(Stated problem)
Collect every line of the rows below that contains the word "violin", and list each such line on its own line.

A block of data

──────

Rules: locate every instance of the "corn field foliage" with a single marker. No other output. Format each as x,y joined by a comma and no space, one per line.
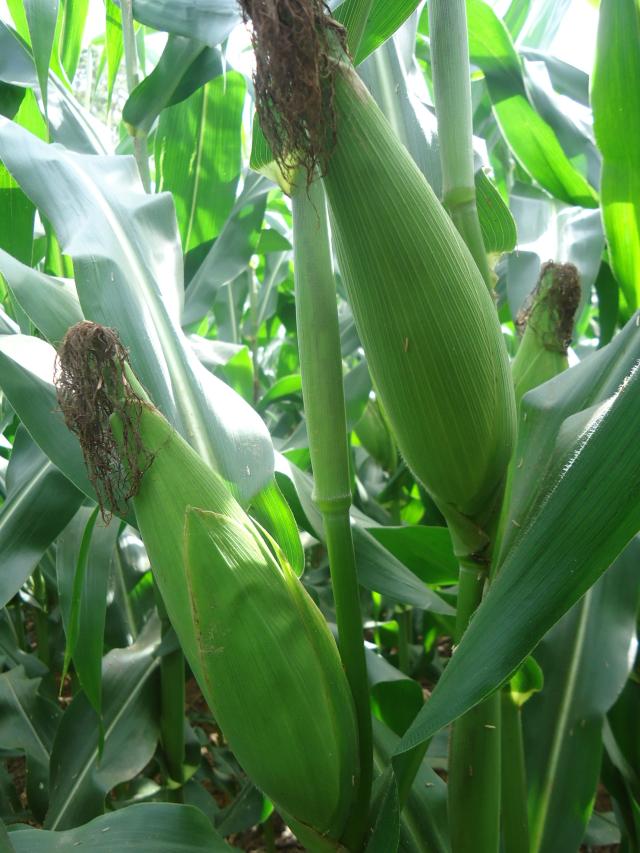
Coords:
319,408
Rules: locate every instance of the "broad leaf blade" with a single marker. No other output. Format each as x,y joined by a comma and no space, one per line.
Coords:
585,660
616,112
198,156
28,722
144,828
533,142
39,504
83,576
128,266
80,776
210,21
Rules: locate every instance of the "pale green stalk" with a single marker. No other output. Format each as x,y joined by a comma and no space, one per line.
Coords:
172,701
515,821
452,91
474,753
322,388
131,63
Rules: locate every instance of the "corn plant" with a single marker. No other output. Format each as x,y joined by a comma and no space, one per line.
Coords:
318,401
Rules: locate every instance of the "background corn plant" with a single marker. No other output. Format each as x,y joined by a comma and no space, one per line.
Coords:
186,248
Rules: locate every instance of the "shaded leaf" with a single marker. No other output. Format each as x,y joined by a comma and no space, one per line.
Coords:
616,114
80,777
128,268
210,21
532,141
28,722
574,511
144,828
39,504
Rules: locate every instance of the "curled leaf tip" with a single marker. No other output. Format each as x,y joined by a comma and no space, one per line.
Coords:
91,386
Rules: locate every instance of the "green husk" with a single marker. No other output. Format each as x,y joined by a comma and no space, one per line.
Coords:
425,318
263,655
261,651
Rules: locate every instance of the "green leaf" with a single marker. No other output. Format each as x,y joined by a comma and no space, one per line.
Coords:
571,507
174,70
17,212
544,22
128,266
616,113
585,660
210,21
39,504
496,221
550,229
396,698
416,127
42,16
80,776
532,141
198,156
28,722
50,303
272,511
424,824
382,22
516,16
232,250
83,562
283,388
378,569
144,828
74,17
114,45
26,378
427,551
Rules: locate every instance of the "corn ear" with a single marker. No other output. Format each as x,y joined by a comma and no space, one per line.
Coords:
425,317
260,649
548,322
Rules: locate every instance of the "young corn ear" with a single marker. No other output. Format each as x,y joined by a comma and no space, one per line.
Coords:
261,651
424,315
548,328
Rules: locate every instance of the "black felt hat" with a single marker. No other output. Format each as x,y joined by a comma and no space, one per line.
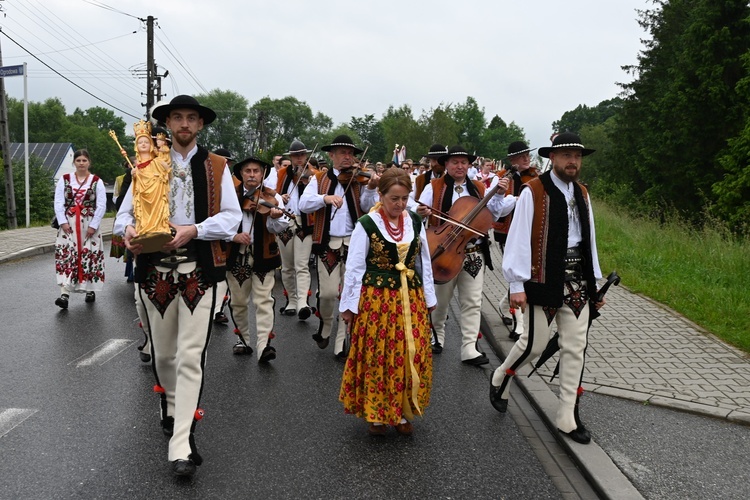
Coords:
161,112
225,153
237,167
456,151
518,148
297,147
342,141
436,151
566,140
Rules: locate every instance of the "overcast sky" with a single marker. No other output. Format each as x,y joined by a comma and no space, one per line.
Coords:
527,61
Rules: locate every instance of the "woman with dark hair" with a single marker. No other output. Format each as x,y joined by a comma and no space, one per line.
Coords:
80,203
386,301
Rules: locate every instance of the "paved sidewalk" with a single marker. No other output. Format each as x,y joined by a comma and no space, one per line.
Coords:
643,351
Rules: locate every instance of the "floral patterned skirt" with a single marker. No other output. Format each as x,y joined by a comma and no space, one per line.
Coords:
79,269
378,377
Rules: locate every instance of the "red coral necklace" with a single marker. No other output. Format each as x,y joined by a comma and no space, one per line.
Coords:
398,233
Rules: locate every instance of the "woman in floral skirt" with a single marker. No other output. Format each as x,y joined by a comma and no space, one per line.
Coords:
80,204
386,301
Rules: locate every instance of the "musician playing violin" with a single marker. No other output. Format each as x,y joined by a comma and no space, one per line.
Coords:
437,198
296,240
338,198
253,257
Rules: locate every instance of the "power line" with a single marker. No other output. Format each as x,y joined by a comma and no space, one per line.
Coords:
68,79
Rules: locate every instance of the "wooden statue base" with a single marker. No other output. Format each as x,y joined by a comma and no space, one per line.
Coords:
152,242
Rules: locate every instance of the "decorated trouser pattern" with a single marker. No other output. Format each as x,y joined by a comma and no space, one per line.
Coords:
295,270
246,285
572,322
331,269
469,283
179,308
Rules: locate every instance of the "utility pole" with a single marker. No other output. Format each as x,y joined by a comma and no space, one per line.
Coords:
150,66
10,195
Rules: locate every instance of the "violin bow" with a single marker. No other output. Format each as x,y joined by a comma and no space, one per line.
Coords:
304,169
447,218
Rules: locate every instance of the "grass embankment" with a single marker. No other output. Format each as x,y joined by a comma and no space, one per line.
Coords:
703,274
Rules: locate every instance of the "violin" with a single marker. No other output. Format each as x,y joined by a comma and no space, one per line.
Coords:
353,174
468,219
261,201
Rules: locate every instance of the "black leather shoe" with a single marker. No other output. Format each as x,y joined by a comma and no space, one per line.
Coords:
167,426
579,435
478,361
185,468
239,348
322,342
496,399
62,301
267,355
304,313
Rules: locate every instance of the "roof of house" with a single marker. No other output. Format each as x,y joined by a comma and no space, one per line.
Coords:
52,154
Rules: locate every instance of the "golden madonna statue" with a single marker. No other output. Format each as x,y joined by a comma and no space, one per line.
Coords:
151,189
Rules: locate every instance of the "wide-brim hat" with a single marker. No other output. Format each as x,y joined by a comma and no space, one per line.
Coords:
342,141
297,147
162,111
436,151
237,167
456,151
518,148
225,153
566,140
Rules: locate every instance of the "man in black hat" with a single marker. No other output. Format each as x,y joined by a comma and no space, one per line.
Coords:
552,266
254,257
179,286
338,199
220,318
296,241
435,172
520,172
436,199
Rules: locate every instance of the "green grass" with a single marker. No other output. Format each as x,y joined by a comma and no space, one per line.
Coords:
702,274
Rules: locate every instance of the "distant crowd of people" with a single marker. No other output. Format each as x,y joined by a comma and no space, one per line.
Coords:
389,246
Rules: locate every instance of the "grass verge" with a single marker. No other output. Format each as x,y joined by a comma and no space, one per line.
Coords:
702,274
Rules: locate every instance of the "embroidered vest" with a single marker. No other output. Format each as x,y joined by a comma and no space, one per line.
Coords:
382,257
549,241
266,256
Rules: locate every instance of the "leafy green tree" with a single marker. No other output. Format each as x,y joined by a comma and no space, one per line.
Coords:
41,193
231,127
682,107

──────

(Solution to the problem)
Rules: locate every instance of the "musician playing violin" with a single marker. No other output. Format each as x,y joined by a comma and no space, one per line.
Rules: locate every instance of the "violin bow" with a single marker. No other output. Format each as x,y joined by a comma and no space, one per line.
Rules: locate every instance of the "violin" with a single marker. No other output. Format each as x,y joined by a comma and no space, one per line.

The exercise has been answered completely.